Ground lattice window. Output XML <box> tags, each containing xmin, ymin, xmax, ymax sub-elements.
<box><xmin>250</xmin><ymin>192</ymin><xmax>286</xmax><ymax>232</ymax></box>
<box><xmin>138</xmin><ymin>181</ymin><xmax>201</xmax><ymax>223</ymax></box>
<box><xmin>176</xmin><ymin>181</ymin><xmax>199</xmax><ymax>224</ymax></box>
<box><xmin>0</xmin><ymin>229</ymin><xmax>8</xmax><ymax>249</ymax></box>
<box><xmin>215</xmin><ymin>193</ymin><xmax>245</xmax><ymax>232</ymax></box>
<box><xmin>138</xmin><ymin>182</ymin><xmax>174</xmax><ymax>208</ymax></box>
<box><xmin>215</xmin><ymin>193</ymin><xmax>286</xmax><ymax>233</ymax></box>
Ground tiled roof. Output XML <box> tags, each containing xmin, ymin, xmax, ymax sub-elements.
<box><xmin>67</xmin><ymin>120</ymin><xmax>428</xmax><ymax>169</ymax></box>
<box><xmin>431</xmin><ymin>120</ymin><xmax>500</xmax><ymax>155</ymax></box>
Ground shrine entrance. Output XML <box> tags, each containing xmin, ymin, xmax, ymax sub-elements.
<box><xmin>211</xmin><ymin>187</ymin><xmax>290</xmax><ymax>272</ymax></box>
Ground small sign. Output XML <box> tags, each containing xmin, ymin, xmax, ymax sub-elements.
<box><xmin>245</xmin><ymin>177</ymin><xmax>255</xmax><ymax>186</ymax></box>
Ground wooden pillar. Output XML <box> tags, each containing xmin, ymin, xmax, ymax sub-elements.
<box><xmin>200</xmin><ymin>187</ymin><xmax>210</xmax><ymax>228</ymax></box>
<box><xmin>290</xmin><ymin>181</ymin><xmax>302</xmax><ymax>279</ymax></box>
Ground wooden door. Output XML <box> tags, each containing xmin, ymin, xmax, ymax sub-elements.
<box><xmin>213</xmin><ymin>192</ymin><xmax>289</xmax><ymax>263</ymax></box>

---

Task instructions
Please give the lines above as a two-column CSV with the header instruction,boxes: one row for each line starting with "Ground", that line in the instruction column and every box line after it in the boxes column. Put each field in double quotes and turn line breaks into spaces.

Task response
instruction,boxes
"Ground lattice window. Output XML <box> tags, each containing xmin, ymin, xmax, ymax sub-elements.","<box><xmin>250</xmin><ymin>192</ymin><xmax>286</xmax><ymax>232</ymax></box> <box><xmin>138</xmin><ymin>181</ymin><xmax>201</xmax><ymax>223</ymax></box> <box><xmin>176</xmin><ymin>181</ymin><xmax>199</xmax><ymax>224</ymax></box> <box><xmin>0</xmin><ymin>229</ymin><xmax>8</xmax><ymax>249</ymax></box> <box><xmin>215</xmin><ymin>193</ymin><xmax>245</xmax><ymax>232</ymax></box> <box><xmin>138</xmin><ymin>182</ymin><xmax>174</xmax><ymax>208</ymax></box> <box><xmin>215</xmin><ymin>193</ymin><xmax>286</xmax><ymax>233</ymax></box>"
"Ground tiled roof. Output XML <box> tags, each containing xmin, ymin, xmax, ymax sub-elements.","<box><xmin>67</xmin><ymin>120</ymin><xmax>428</xmax><ymax>169</ymax></box> <box><xmin>431</xmin><ymin>120</ymin><xmax>500</xmax><ymax>155</ymax></box>"
"Ground shrine entrance. Output XML <box> tags, each containing xmin, ymin, xmax, ymax sub-elements.","<box><xmin>211</xmin><ymin>187</ymin><xmax>290</xmax><ymax>272</ymax></box>"
"Ground small sign. Output XML <box> tags, each containing xmin, ymin, xmax, ymax sub-elements.","<box><xmin>245</xmin><ymin>177</ymin><xmax>255</xmax><ymax>186</ymax></box>"
"Ground wooden pillar. Output XML <box> tags, each containing xmin, ymin, xmax, ymax sub-elements.","<box><xmin>200</xmin><ymin>187</ymin><xmax>210</xmax><ymax>228</ymax></box> <box><xmin>290</xmin><ymin>181</ymin><xmax>302</xmax><ymax>279</ymax></box>"
"Ground wooden door. Output XML <box> tags, each containing xmin, ymin, xmax, ymax sub-elements.","<box><xmin>213</xmin><ymin>192</ymin><xmax>289</xmax><ymax>263</ymax></box>"